Given request
Arrange every line of the entries below as a Markdown table with the columns Row and Line, numbering the rows and leaving out blank lines.

(Items from a dataset)
⟨
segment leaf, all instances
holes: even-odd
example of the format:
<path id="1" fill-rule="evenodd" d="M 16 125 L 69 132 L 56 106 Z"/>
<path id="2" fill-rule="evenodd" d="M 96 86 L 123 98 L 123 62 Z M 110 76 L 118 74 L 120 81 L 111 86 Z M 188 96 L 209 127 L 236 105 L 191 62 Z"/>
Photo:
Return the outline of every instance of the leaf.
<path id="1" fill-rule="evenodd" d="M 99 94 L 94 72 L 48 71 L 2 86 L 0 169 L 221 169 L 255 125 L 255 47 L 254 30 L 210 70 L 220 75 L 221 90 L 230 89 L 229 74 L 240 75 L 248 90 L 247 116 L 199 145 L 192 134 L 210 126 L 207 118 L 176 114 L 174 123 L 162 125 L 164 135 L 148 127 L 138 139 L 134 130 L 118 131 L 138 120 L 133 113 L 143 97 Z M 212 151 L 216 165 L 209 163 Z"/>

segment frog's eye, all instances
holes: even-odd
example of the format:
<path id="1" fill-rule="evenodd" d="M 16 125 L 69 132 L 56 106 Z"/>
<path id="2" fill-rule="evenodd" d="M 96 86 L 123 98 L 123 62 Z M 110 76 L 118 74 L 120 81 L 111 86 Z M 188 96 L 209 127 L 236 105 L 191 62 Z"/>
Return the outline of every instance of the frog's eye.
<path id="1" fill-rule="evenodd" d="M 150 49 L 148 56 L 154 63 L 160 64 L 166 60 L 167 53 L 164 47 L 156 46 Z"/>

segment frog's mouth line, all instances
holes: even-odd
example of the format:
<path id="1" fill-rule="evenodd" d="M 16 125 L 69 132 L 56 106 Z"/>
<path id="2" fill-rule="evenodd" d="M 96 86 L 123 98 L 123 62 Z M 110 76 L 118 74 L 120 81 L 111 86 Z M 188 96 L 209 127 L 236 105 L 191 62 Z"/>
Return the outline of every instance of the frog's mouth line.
⟩
Answer to this task
| Row | Line |
|---|---|
| 1 | segment leaf, all instances |
| 2 | holes: even-odd |
| 3 | example of the format: |
| 4 | <path id="1" fill-rule="evenodd" d="M 16 125 L 69 132 L 56 106 Z"/> |
| 5 | <path id="2" fill-rule="evenodd" d="M 96 86 L 123 98 L 123 62 Z M 110 76 L 118 74 L 120 81 L 111 86 Z M 188 96 L 209 127 L 236 105 L 191 62 Z"/> |
| 6 | Photo: |
| 7 | Return the outline of every instance of the leaf. |
| 8 | <path id="1" fill-rule="evenodd" d="M 99 94 L 94 72 L 48 71 L 2 86 L 0 169 L 221 169 L 255 125 L 255 47 L 254 30 L 210 70 L 220 75 L 221 90 L 230 89 L 229 74 L 240 75 L 248 90 L 247 116 L 199 145 L 192 134 L 210 126 L 207 118 L 176 114 L 174 123 L 162 125 L 164 135 L 148 127 L 138 139 L 134 130 L 118 131 L 138 120 L 133 113 L 143 97 Z M 212 151 L 216 165 L 209 163 Z"/> |
| 9 | segment frog's eye, all instances |
| 10 | holes: even-odd |
| 11 | example of the format: |
| 12 | <path id="1" fill-rule="evenodd" d="M 16 125 L 69 132 L 56 106 Z"/> |
| 13 | <path id="2" fill-rule="evenodd" d="M 96 86 L 123 98 L 123 62 Z M 110 76 L 118 74 L 120 81 L 111 86 Z M 188 96 L 209 127 L 236 105 L 191 62 Z"/> |
| 14 | Return the outline of every instance of the frog's eye. |
| 15 | <path id="1" fill-rule="evenodd" d="M 150 49 L 148 56 L 154 63 L 160 64 L 166 60 L 167 53 L 164 47 L 156 46 Z"/> |
| 16 | segment frog's mouth line, all instances |
| 17 | holes: even-odd |
| 18 | example of the format: |
| 19 | <path id="1" fill-rule="evenodd" d="M 16 125 L 69 132 L 56 106 Z"/> |
| 20 | <path id="2" fill-rule="evenodd" d="M 96 86 L 123 98 L 123 62 Z M 110 76 L 118 74 L 120 81 L 111 86 Z M 188 96 L 209 127 L 236 105 L 191 62 Z"/> |
| 21 | Return the outline of every instance of the frog's mouth line. |